과제:
기록에서 "Segment every instance of the mountain slope."라는 문장이 있는 줄부터 기록 끝까지를 한 줄도 바꾸지 말고 그대로 뽑아 적으세요. 사진은 답에 넣지 마세요.

________

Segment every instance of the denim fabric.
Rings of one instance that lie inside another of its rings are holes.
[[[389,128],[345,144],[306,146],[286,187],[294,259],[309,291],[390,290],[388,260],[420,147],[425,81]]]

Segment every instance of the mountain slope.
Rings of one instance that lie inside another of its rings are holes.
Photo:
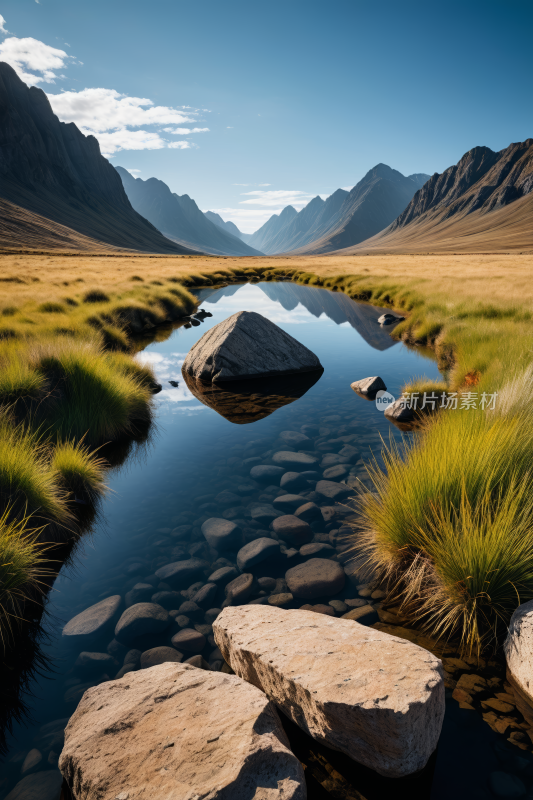
[[[420,173],[406,178],[386,164],[377,164],[346,194],[336,214],[291,252],[327,253],[368,239],[401,214],[428,178]]]
[[[273,214],[248,240],[250,247],[255,247],[262,253],[270,253],[270,244],[279,232],[292,222],[298,212],[293,206],[285,206],[280,214]]]
[[[533,248],[533,139],[495,153],[475,147],[435,173],[386,230],[342,249],[503,252]]]
[[[220,214],[217,214],[214,211],[204,211],[204,214],[210,222],[212,222],[214,225],[218,225],[218,227],[222,228],[223,231],[227,231],[228,233],[231,233],[232,236],[237,236],[237,238],[242,239],[243,234],[234,222],[229,220],[224,222]]]
[[[211,222],[189,195],[171,192],[157,178],[143,181],[123,167],[116,170],[133,208],[169,239],[214,255],[261,255],[238,236]]]
[[[97,140],[74,123],[60,122],[45,93],[28,88],[5,63],[0,63],[0,197],[113,247],[190,252],[133,210]],[[35,235],[38,229],[33,228]]]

________

답변:
Segment every instance of the mountain slope.
Rings of one instance that lie inside another of its rings are holes.
Photo:
[[[420,173],[406,178],[386,164],[377,164],[346,194],[336,214],[291,252],[327,253],[368,239],[401,214],[428,178]]]
[[[273,214],[248,240],[250,247],[255,247],[262,253],[270,253],[270,244],[279,232],[292,222],[298,212],[293,206],[285,206],[280,214]]]
[[[533,248],[533,139],[495,153],[475,147],[435,173],[386,230],[342,249],[503,252]]]
[[[220,214],[217,214],[214,211],[204,211],[204,214],[210,222],[212,222],[214,225],[218,225],[218,227],[222,228],[223,231],[227,231],[228,233],[231,233],[232,236],[237,236],[237,238],[242,239],[243,234],[234,222],[229,220],[224,222]]]
[[[211,222],[189,195],[171,192],[157,178],[143,181],[123,167],[116,170],[133,208],[169,239],[214,255],[261,255],[238,236]]]
[[[97,140],[74,123],[60,122],[45,93],[28,88],[5,63],[0,63],[0,197],[113,247],[190,252],[133,210]],[[35,235],[38,229],[33,228]]]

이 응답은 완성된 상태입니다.